* **TASK TO CARRY OUT**: Extract each line of the data below exactly as written.

* **Saved entries**:
--- START ---

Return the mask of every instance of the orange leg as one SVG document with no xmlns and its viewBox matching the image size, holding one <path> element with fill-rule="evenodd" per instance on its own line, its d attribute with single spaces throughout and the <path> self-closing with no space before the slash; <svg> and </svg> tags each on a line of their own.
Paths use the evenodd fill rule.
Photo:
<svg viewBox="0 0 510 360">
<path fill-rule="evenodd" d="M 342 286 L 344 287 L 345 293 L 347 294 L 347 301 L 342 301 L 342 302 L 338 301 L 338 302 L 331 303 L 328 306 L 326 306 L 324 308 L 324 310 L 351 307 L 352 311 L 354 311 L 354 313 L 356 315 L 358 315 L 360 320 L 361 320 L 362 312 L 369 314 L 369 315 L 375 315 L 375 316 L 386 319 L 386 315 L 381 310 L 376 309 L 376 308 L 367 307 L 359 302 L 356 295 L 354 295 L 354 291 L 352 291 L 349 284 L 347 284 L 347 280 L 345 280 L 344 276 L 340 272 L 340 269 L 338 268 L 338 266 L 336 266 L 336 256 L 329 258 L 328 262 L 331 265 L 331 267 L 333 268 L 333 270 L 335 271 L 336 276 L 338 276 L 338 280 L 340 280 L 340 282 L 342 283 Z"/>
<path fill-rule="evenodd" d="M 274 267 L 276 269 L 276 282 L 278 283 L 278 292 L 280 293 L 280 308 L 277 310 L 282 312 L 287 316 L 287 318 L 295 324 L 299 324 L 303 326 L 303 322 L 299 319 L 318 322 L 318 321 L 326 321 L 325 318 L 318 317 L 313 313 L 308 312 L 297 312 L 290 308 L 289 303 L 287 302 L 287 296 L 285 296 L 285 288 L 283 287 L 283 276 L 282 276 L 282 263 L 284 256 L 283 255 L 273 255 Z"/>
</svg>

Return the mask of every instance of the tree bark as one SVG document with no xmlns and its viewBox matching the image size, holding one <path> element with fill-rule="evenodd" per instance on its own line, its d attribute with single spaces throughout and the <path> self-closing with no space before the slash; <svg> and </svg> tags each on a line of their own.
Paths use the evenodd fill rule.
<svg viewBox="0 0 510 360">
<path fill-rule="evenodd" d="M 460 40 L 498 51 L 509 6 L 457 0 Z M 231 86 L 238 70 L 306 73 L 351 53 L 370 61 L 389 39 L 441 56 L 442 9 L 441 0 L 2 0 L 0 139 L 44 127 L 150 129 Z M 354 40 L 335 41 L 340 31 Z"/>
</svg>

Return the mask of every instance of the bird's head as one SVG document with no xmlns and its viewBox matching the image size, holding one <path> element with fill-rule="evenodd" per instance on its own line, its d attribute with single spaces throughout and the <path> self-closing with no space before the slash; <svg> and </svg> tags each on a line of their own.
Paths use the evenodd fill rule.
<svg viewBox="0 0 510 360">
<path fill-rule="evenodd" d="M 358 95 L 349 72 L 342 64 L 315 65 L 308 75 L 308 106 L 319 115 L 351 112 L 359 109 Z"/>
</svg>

--- END ---

* **OUTPUT FOR THIS EXERCISE**:
Return the mask of every instance of the orange leg as one SVG document with no xmlns and its viewBox matching the image size, holding one <path> element with fill-rule="evenodd" per instance on its own line, its d attribute with single spaces throughout and the <path> self-closing with no space before the slash; <svg> and </svg> tags each on a line of their own.
Paths use the evenodd fill rule.
Photo:
<svg viewBox="0 0 510 360">
<path fill-rule="evenodd" d="M 342 286 L 344 287 L 345 293 L 347 294 L 347 301 L 342 301 L 342 302 L 338 301 L 338 302 L 331 303 L 328 306 L 326 306 L 324 308 L 324 310 L 351 307 L 352 311 L 354 311 L 354 313 L 356 315 L 358 315 L 360 320 L 361 320 L 362 312 L 369 314 L 369 315 L 375 315 L 375 316 L 386 319 L 386 315 L 381 310 L 376 309 L 376 308 L 367 307 L 359 302 L 356 295 L 354 295 L 354 291 L 352 291 L 349 284 L 347 284 L 347 280 L 345 280 L 344 276 L 340 272 L 340 269 L 338 268 L 338 266 L 336 266 L 336 256 L 329 258 L 328 262 L 331 265 L 331 267 L 333 268 L 333 270 L 335 271 L 336 276 L 338 276 L 338 280 L 340 280 L 340 282 L 342 283 Z"/>
<path fill-rule="evenodd" d="M 274 267 L 276 269 L 276 282 L 278 283 L 278 292 L 280 293 L 280 308 L 277 310 L 282 312 L 287 316 L 287 318 L 295 324 L 299 324 L 303 326 L 303 322 L 299 319 L 318 322 L 318 321 L 326 321 L 325 318 L 318 317 L 313 313 L 308 312 L 297 312 L 290 308 L 289 303 L 287 302 L 287 296 L 285 296 L 285 288 L 283 287 L 283 276 L 282 276 L 282 263 L 284 256 L 283 255 L 273 255 Z"/>
</svg>

Return the mask of every instance of the tree bark as one SVG document with no xmlns and its viewBox matching the image size, holding one <path> element with fill-rule="evenodd" per instance on its own line, its d attribute with single spaces throughout and the <path> self-closing with no space before the slash; <svg> and </svg> tags each on a line of their own.
Paths use the evenodd fill rule.
<svg viewBox="0 0 510 360">
<path fill-rule="evenodd" d="M 460 40 L 498 51 L 509 6 L 457 0 Z M 231 86 L 238 70 L 306 73 L 351 53 L 370 61 L 389 39 L 441 56 L 442 9 L 441 0 L 2 0 L 0 139 L 44 127 L 150 129 Z M 354 40 L 335 41 L 340 31 Z"/>
</svg>

Return the mask of every instance of the bird's head as one SVG document with no xmlns and its viewBox matching the image size, holding one <path> element with fill-rule="evenodd" per instance on its own line, its d attribute with single spaces throughout and the <path> self-closing with no space before the slash; <svg> and </svg> tags each on a line of their own.
Paths use the evenodd fill rule.
<svg viewBox="0 0 510 360">
<path fill-rule="evenodd" d="M 358 95 L 349 72 L 342 64 L 315 65 L 308 75 L 308 106 L 319 115 L 351 112 L 359 109 Z"/>
</svg>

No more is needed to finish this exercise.